▸ WORK INSTRUCTION A: In the journal entry, why does the writer leave the conversation right after giving a buddy a brief pep talk? Answer in one to three sentences.
▸ WORK INSTRUCTION B: Pull out the stretch of the journal entry from "Today is just" through "to perform anything.", copying it word for word.
▸ WORK INSTRUCTION C: Continue the journal entry after its last sentence.

▸ DOCUMENT EXCERPT:
"""

Today is just like every other day. Yesterday, I got a taste of higher thinking and behaviour. Now my inspiration has run dry, nothing’s fine I’m torn. #EmoDrama. I am left with my anxiety, depression and procrastination. I have shrunk my surroundings and I have been keeping myself radically distracted. I cannot will myself to perform anything.

I had all the time in the world to work on my academic goals, it felt like. Now I feel like I have to be in struggle mode. I have to worry about immediate things which I wanted a small break from. I woke up thinking about work and it bummed me out as it does. I like the job, I like the people I’m just still scorned by a few things. Am I toxic? Or is the place toxic?

The buddy of mine that sent the dm, is on the same boat. We are not getting enough hours and we don’t want to have to look for a new gig or a new side gig. Our fear has taken over which is paralytic to our consciousness. My mind is telling me that everything will be fine if we just stick to our predictive programming. I know better than to listen to it. I gave my buddy a brief pep talk and left that conversation. I need that boundary between work and home.

I am going to start studying today but I want to clear my head first. It is all over the place, lucky for Prosebox.

"""

[Data items]
"""

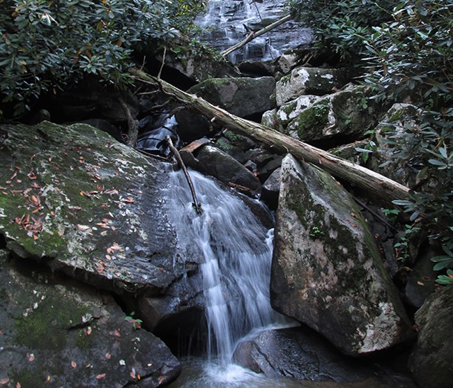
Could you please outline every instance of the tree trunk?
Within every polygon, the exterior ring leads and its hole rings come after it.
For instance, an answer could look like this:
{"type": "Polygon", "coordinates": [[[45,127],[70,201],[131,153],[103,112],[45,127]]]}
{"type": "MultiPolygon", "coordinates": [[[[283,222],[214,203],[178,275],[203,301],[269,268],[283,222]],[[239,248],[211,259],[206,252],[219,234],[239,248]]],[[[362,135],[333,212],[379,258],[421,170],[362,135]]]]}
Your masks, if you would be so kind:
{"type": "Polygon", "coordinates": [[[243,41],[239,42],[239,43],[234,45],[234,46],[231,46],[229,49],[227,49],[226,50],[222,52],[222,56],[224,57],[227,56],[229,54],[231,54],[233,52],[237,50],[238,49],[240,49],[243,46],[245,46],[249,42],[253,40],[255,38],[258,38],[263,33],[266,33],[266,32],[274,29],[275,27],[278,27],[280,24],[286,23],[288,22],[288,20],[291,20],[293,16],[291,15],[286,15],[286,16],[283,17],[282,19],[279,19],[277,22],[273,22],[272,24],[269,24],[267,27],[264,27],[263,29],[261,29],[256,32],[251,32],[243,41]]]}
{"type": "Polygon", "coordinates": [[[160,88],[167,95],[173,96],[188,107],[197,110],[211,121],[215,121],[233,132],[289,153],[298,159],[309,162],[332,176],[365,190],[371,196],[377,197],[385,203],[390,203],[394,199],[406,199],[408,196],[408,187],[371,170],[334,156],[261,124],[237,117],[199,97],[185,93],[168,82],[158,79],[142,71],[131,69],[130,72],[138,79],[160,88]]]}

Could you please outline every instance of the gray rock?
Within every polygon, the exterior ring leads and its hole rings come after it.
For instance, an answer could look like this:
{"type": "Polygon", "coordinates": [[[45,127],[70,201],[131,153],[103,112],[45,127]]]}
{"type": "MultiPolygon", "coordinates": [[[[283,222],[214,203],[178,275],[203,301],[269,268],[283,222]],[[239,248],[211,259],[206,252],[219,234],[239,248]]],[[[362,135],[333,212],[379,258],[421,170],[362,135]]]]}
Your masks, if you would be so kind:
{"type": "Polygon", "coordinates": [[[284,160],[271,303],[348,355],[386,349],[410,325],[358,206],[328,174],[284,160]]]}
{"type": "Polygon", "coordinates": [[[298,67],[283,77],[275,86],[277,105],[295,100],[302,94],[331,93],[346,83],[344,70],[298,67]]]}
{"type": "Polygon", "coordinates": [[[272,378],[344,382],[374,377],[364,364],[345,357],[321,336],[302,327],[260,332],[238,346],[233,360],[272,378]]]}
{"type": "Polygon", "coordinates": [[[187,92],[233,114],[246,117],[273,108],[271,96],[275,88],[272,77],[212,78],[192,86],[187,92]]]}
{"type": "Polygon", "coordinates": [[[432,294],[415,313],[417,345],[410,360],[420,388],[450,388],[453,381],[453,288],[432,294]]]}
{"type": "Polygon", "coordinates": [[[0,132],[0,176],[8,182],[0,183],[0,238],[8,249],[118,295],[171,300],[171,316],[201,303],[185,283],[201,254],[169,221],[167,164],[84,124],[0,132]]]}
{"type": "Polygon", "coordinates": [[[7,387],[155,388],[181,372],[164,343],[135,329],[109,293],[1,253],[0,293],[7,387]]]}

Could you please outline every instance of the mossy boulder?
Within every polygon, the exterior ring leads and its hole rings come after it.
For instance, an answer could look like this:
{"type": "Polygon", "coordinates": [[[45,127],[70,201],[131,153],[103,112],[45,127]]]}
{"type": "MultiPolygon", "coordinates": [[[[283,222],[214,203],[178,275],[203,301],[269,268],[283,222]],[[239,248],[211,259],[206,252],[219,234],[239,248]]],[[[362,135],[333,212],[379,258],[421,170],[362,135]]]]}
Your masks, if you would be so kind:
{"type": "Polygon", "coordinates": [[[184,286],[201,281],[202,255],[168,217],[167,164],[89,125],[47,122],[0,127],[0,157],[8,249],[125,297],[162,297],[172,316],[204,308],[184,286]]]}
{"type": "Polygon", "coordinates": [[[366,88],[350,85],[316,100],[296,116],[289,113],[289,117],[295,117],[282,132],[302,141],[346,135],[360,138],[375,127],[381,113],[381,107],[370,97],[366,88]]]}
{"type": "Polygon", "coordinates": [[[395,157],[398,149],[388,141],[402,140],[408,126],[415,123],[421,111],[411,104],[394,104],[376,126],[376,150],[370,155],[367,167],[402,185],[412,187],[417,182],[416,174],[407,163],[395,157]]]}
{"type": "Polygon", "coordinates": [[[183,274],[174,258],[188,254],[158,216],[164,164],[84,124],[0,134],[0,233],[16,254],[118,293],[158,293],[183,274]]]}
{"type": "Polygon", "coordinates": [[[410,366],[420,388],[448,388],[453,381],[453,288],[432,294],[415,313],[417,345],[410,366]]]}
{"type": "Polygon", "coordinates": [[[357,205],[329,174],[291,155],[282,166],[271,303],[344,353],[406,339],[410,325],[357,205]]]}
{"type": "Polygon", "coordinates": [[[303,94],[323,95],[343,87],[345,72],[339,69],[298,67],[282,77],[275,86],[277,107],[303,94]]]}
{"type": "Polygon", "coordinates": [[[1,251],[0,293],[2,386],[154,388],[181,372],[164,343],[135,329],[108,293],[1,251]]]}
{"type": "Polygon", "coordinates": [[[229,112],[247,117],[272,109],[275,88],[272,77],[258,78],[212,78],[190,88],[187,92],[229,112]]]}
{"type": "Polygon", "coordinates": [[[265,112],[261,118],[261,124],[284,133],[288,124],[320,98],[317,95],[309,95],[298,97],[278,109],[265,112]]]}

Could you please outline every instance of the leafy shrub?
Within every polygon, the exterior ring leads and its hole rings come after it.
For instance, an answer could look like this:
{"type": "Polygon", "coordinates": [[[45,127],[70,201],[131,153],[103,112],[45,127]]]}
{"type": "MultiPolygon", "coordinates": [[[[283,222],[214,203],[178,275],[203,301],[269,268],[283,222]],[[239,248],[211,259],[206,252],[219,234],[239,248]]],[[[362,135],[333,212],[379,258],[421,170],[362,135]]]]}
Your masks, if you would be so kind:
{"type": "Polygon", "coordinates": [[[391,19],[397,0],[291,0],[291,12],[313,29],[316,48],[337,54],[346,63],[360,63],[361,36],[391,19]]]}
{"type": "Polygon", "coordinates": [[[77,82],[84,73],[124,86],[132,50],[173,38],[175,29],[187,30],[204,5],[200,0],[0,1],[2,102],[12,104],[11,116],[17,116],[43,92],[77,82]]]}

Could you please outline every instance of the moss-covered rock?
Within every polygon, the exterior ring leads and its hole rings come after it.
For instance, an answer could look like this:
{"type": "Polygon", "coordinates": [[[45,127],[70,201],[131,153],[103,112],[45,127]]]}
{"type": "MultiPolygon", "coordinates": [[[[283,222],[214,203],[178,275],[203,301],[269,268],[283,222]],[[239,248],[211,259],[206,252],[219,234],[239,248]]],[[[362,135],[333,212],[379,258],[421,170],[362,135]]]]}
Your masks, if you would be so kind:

"""

▸ EXPECTED OUTPUT A: The writer needs a boundary between work and home.

▸ EXPECTED OUTPUT B:
Today is just like every other day. Yesterday, I got a taste of higher thinking and behaviour. Now my inspiration has run dry, nothing’s fine I’m torn. #EmoDrama. I am left with my anxiety, depression and procrastination. I have shrunk my surroundings and I have been keeping myself radically distracted. I cannot will myself to perform anything.

▸ EXPECTED OUTPUT C:
Fear is what I am experiencing. Good old fashion fear. It had been in control my whole life until I pieced it together that all I’ve accomplished with my life was pretending that the pain wasn’t happening. It isn’t happening when you get drunk, get high, have that affair, binge eat, starve, make those purchases, get those likes, etc. I created a fake sense of control but it was the fear in control the whole time. That is what started my annoying self-improvement journey. It is not for the weak, the road I am on. One has to die a hundred times with every revelation.

So that is my existential crisis for today.

I still have that free time, it hasn’t gone anywhere. I have all the resources that I need to be okay. I have the capacity to create the changes that I need. I can have faith and trust in myself, whatever happens, I got me.